Pointing dataset excerpts:

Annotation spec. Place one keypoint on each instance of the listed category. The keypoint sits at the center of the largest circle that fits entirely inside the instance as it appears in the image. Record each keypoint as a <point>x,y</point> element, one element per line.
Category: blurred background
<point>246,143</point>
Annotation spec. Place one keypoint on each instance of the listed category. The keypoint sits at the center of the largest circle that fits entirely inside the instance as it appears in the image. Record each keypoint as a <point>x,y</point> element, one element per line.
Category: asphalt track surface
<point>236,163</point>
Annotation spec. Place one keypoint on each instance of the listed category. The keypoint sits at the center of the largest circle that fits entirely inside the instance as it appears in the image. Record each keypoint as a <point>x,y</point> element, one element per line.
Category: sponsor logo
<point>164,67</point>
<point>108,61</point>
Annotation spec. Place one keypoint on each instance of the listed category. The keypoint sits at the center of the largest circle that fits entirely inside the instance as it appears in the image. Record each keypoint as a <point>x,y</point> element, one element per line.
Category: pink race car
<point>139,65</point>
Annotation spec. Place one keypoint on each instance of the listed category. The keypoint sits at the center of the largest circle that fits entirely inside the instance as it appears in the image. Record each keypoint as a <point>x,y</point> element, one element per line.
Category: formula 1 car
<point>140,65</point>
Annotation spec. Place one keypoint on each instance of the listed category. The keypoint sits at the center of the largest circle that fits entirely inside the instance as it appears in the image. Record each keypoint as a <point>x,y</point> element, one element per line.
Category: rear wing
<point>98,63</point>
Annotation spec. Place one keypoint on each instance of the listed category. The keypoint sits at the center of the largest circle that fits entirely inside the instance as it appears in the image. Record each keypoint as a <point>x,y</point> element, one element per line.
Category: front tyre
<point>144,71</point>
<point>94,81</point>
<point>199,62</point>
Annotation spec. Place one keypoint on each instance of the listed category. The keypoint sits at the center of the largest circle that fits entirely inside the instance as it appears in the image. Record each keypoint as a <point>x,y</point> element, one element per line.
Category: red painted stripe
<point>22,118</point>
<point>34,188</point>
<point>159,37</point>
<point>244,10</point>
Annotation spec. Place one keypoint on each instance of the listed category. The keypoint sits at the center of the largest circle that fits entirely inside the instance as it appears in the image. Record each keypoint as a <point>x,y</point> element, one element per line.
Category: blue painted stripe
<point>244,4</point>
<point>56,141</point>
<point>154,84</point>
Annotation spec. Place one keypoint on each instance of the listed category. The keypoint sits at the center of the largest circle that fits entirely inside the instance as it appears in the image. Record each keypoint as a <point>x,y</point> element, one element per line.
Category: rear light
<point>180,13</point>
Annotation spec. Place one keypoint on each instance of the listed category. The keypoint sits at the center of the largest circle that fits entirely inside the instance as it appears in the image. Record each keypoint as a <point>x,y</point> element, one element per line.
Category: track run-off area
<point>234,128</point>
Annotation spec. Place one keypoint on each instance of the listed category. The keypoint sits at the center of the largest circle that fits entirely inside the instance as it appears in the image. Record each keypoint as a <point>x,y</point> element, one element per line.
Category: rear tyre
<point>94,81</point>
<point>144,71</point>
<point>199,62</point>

## [What needs to be done]
Quote the data in full, keeping each word unchanged.

## [Output]
Annotation spec. Place one keypoint on each instance of the listed category. The keypoint sits at the center of the largest circle that fits entirely inside the instance as it appears in the image. Record each keypoint as a <point>x,y</point> element, one element per line.
Category: blurred background
<point>246,143</point>
Annotation spec. Place one keypoint on each instance of the listed category. The keypoint sits at the center of the largest circle that fits entirely inside the instance as it appears in the image. Record each keypoint as a <point>x,y</point> element, one element per line.
Category: asphalt track surface
<point>236,163</point>
Annotation spec. Place one keypoint on each instance of the listed category. The keypoint sits at the center of the largest circle that fits entirely inside the instance as it appears in the image. Record each keypoint as a <point>x,y</point> element, one element per line.
Category: sponsor logo
<point>164,67</point>
<point>108,61</point>
Annotation spec. Place one keypoint on each instance of the listed category. The keypoint sits at the center of the largest circle that fits entirely inside the instance as it appears in the image. Record each keypoint as a <point>x,y</point> element, one element per line.
Category: pink race car
<point>139,65</point>
Annotation spec. Place one keypoint on each instance of the listed category. The keypoint sits at the center of the largest circle that fits entirely inside the instance as it appears in the image. Record each keypoint as a <point>x,y</point> element, one element per line.
Category: formula 1 car
<point>140,65</point>
Annotation spec. Place one keypoint on each instance of the listed category. The keypoint sits at the center of the largest circle that fits entirely inside the instance as it appears in the image. Record each keypoint as a <point>x,y</point> element, one element per line.
Category: rear wing
<point>98,63</point>
Annotation spec. Place one keypoint on each instance of the listed category. The keypoint sits at the center of the largest circle that fits entirely inside the instance as it appears in the image. Record each keypoint as a <point>x,y</point> element, one element per line.
Category: front tyre
<point>144,71</point>
<point>94,81</point>
<point>199,62</point>
Annotation spec. Place one keypoint on each instance of the listed category. The keypoint sits at the center of the largest circle that fits entirely inside the instance as it appears in the image. Record each keypoint as a <point>x,y</point> element, one element per line.
Category: red painted stripe
<point>22,118</point>
<point>34,188</point>
<point>159,37</point>
<point>244,10</point>
Annotation spec. Place one keypoint on each instance of the listed category. The keypoint sits at the center of the largest circle that fits entirely inside the instance as it appears in the image. Record each keypoint as a <point>x,y</point> element, one element per line.
Category: blue painted stripe
<point>244,4</point>
<point>56,141</point>
<point>154,84</point>
Annotation spec. Place one keypoint on each instance of the listed category. The keypoint sits at the center of the largest circle that fits entirely inside the instance as it appears in the image. Record each keypoint as a <point>x,y</point> element, one element per line.
Category: rear light
<point>180,13</point>
Annotation spec. Place one keypoint on each instance of the listed category. The keypoint sits at the center of the largest circle that fits entirely inside the instance as it appears in the image. Record each keypoint as a <point>x,y</point> element, one element per line.
Category: track run-off area
<point>234,128</point>
Annotation spec. Place one keypoint on each instance of the listed category. The keypoint sits at the center of the largest circle that fits entirely inside the instance as it appears in the image. Record each keypoint as a <point>x,y</point> element, one element per line.
Category: rear tyre
<point>94,81</point>
<point>144,71</point>
<point>199,62</point>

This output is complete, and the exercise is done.